* CHALLENGE 1: Count the lines of the records below that contain the word "rusty", treating uppercase and lowercase as different, and give only the number.

* PAGE EXCERPT:
# Anyone had experience with perms?



## MaddieLynn (Nov 23, 2011)

I got a perm yesterday, but I'm disappointed with how it turned out. It is barely wavy and the waves just look limp. The stylist has offered to try again with tighter rollers on Tuesday, but I'm worried about it causing too much damage to my hair. The thing is, my hair really doesn't seem much damaged after the first one. It was very silky and shiny before, and while I can tell the ends are dry and my hair just feels "lighter", it is still soft and silky. Before this perm I had "virgin" hair - I have never done anything to it other than cut it. I'm feeling like maybe the stylist just didn't leave it in long enough since my hair was pretty strong to begin with?

The question is really whether or not to get it redone. Thoughts?


----------



## Alice In TX/MO (May 10, 2002)

It depends on your goal. Sounds like you got body. Do you want it kinky? How long is it?

I used to get perms. If you get repeats, there is more damage after the first one, but I have fine hair.


----------



## beaglebiz (Aug 5, 2008)

my hair will not perm. I wear it very long and straight (mostly in a tail, twist or bun). I tried all through my twenties, and it just does not take. My stylist was is my best friend. she taught cosmetology school and now works in NYC as a consultant for Loreal International. She told me some people just wont perm. Lucky for me, straight never goes out of style.


----------



## Ardie/WI (May 10, 2002)

My hair became resistant to perm when I was taking some meds. i had it repermed and it was fine.


----------



## Dorothea (May 10, 2004)

i would have her redo it using white and pink rollers,,make sure she trims your hair after the perm,,honestly i would wait one full week


----------



## MaddieLynn (Nov 23, 2011)

The thing is, it DID perm. What I have now is definitely not my natural hair. It just didn't get very curly, more like limply wavy. 

My hair is to the bottom of my bra. I definitely did not want an "80s perm" but also wanted more definition than just wavy. She used the purple rollers all over and a few grey ones here and there. I can tell where the grey ones were and I like those areas. I would like to do it over with the grey ones and maybe a few of the next size smaller interspersed. Basically like what I just got, but a size tighter.

* Extracted data entries:
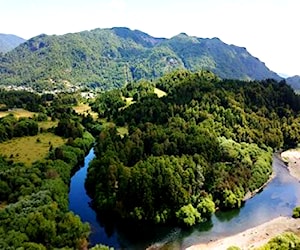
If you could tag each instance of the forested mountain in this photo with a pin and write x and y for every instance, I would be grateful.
(294, 81)
(9, 42)
(205, 144)
(108, 58)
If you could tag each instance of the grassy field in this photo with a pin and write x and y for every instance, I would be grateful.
(17, 113)
(84, 109)
(47, 124)
(159, 92)
(30, 148)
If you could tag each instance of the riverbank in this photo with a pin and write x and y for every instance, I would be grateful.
(253, 237)
(292, 158)
(257, 236)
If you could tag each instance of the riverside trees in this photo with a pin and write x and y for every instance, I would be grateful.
(204, 145)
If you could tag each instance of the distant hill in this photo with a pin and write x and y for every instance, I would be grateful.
(294, 81)
(9, 42)
(108, 58)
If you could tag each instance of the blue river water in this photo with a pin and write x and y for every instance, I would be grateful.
(278, 198)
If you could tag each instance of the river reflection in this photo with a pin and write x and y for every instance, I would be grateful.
(278, 198)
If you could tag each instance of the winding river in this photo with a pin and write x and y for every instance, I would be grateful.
(279, 197)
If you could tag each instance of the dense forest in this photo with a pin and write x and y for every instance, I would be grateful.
(204, 144)
(202, 147)
(34, 211)
(109, 58)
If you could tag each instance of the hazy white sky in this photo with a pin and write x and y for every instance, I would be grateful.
(267, 28)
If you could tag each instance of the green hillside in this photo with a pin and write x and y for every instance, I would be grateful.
(108, 58)
(9, 42)
(207, 144)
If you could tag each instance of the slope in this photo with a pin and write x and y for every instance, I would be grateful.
(109, 58)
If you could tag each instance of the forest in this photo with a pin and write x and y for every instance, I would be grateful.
(109, 58)
(202, 147)
(34, 211)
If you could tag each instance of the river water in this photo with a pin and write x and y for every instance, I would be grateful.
(278, 198)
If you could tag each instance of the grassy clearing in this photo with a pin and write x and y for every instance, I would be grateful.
(30, 148)
(47, 124)
(159, 92)
(84, 109)
(18, 113)
(121, 130)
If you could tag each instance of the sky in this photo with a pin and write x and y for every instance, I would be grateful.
(267, 28)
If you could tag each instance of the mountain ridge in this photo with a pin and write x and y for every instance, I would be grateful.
(108, 58)
(9, 42)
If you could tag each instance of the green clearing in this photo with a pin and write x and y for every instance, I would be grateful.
(30, 148)
(121, 130)
(85, 109)
(159, 92)
(18, 113)
(47, 124)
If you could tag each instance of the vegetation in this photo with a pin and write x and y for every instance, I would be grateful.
(34, 210)
(110, 58)
(296, 212)
(285, 241)
(203, 146)
(37, 147)
(9, 42)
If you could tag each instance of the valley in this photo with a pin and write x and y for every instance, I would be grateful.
(114, 137)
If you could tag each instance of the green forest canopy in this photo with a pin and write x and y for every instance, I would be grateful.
(203, 146)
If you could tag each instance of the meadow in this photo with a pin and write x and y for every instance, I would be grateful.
(30, 148)
(17, 113)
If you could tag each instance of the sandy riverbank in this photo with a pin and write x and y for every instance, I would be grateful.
(258, 236)
(292, 158)
(253, 237)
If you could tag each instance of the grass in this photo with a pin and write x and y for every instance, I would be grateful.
(47, 124)
(84, 109)
(121, 130)
(30, 148)
(18, 113)
(159, 92)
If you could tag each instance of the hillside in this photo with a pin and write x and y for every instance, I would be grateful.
(206, 144)
(107, 58)
(294, 82)
(9, 42)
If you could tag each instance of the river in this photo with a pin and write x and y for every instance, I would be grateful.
(278, 198)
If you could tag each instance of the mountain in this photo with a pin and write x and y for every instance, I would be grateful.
(9, 42)
(294, 82)
(107, 58)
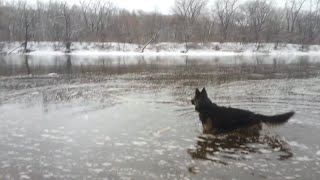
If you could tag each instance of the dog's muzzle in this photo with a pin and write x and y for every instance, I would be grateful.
(192, 101)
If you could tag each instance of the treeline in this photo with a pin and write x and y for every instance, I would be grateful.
(190, 21)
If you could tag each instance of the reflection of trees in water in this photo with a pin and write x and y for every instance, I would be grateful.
(208, 147)
(68, 64)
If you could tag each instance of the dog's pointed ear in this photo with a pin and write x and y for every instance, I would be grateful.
(204, 92)
(198, 93)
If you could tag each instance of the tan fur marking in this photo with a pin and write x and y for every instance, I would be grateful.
(207, 126)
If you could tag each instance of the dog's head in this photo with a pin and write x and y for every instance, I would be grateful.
(200, 99)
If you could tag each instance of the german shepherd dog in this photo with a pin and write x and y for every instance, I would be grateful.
(217, 119)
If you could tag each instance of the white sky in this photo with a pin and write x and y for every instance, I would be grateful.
(164, 6)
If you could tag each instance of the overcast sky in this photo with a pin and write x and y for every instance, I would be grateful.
(164, 6)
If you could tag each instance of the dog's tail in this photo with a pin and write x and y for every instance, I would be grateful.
(276, 120)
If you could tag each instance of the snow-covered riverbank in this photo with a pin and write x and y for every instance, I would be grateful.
(162, 49)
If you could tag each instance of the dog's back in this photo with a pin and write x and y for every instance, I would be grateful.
(224, 119)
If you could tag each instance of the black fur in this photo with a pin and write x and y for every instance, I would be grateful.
(217, 119)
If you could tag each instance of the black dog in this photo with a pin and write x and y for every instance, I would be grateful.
(217, 119)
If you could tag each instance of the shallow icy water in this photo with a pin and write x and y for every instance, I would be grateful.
(131, 117)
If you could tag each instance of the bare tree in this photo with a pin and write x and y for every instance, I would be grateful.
(68, 32)
(188, 11)
(257, 12)
(225, 11)
(293, 8)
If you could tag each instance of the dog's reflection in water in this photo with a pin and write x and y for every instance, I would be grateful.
(220, 148)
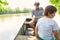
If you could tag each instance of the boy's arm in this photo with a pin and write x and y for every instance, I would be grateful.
(36, 31)
(56, 34)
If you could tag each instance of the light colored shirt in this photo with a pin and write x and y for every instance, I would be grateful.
(38, 13)
(45, 28)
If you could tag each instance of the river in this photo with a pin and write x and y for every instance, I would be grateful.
(10, 24)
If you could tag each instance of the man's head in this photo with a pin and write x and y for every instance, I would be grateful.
(36, 4)
(50, 11)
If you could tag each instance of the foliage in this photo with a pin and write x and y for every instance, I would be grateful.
(56, 3)
(8, 10)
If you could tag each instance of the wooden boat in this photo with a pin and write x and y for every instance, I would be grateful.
(23, 32)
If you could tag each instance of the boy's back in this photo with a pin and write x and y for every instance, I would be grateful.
(45, 28)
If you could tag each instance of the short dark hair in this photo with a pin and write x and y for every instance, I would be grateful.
(51, 9)
(37, 3)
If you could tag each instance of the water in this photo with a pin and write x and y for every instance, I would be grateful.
(10, 25)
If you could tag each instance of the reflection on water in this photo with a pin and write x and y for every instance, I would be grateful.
(9, 25)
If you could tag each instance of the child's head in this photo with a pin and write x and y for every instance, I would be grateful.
(50, 11)
(36, 4)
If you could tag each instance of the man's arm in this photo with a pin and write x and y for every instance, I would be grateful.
(56, 34)
(36, 31)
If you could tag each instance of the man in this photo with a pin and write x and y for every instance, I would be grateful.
(36, 14)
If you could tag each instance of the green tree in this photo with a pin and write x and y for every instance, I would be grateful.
(56, 3)
(18, 10)
(2, 3)
(26, 10)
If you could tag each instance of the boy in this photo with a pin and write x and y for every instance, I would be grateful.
(46, 28)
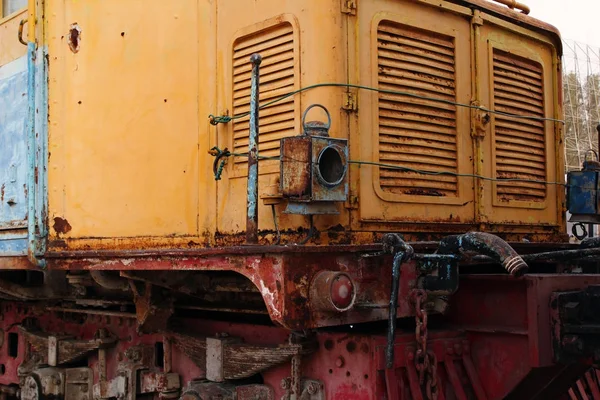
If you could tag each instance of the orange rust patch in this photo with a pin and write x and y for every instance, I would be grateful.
(61, 225)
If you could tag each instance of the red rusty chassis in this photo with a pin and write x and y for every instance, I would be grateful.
(282, 274)
(495, 338)
(494, 341)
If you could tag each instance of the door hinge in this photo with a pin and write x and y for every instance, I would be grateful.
(350, 100)
(349, 7)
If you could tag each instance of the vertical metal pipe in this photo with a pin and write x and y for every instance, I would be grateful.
(252, 201)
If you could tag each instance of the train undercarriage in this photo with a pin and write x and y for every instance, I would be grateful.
(295, 322)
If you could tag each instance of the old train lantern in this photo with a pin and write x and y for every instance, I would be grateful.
(314, 168)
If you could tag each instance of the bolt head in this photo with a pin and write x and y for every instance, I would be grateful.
(313, 388)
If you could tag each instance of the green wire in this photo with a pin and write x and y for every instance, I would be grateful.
(449, 173)
(217, 119)
(225, 119)
(421, 171)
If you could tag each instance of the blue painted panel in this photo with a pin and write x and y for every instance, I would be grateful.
(13, 151)
(13, 244)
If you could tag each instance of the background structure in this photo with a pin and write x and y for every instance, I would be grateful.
(581, 85)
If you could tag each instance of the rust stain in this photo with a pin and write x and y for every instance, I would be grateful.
(61, 225)
(74, 37)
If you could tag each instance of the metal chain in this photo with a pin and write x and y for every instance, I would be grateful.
(425, 361)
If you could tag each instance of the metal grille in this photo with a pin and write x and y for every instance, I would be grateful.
(520, 143)
(416, 133)
(276, 46)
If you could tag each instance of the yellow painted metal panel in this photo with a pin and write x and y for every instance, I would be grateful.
(124, 118)
(132, 84)
(516, 75)
(414, 49)
(319, 56)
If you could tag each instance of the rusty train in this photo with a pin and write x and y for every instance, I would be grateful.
(298, 200)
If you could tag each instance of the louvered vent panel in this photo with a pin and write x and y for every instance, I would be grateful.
(520, 143)
(416, 133)
(276, 46)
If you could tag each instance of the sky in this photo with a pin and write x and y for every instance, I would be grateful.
(576, 19)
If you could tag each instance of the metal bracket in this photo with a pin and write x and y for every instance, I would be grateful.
(311, 389)
(441, 273)
(350, 100)
(480, 119)
(349, 7)
(477, 20)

* CHALLENGE 2: Write what comes next in the forum thread about perms above, starting right after its final sentence.

* RIGHT ANSWER 1: 2

* RIGHT ANSWER 2:
----------



## calliemoonbeam (Aug 7, 2007)

In the "old days", lol, they had what were called body waves and perms. What you got sounds like the old body wave. Or maybe your hair just doesn't take perms well. Mine sure doesn't, and I was told there are just some people's hair who don't do well with them.

I had quite a few in my younger days, and my hair either wouldn't do anything at all or get just barely wavy, but even that would all straighten out in a few weeks.

Once, I let them redo it a week after the first one didn't take...totally fried my hair and still didn't get curls!  It was dry as straw, breaking off, falling out, it was horrible, and no amount of conditioning helped. I just had to grow it out and then cut off all the permed part. So I'd be careful about redoing it if I were you.

One tip I was given (before the hair frying disaster, lol) was to NOT shampoo for at least three full days after the perm and then to not use cream rinse or conditioner on it for at least two full weeks. They said sometimes that works for people with perm resistant hair...but it didn't work for me, so not sure how reliable that is.

I know, I'm not really any help, lol! Just wanted to warn you about the damage with a re-do perm I had. Good luck!


----------



## strawberrygirl (Feb 11, 2009)

I've had it happen. My stylist (at the time) waited about a week and redid it. It didn't fry my hair. 

My hair is silky smooth, baby fine, and poker straight. It does not perm well. My stylist would leave the solution on for as long as she could without damaging it. I finally gave up on perms about 10 years ago.


----------



## ArkyMack (Nov 15, 2013)

A friend of mine had the worst experiences with perms not taking. Her stylist told her it was her well water building up minerals and iron on her hair?

My thin white hair sometimes has a couple of sections that don't perm as well as the rest. But I've been burned one too many times, by them leaving the solution on the prescribed time. So I nag the stylist.
"Is it ready yet? Check again. Now? How about NOW?"


----------



## MaddieLynn (Nov 23, 2011)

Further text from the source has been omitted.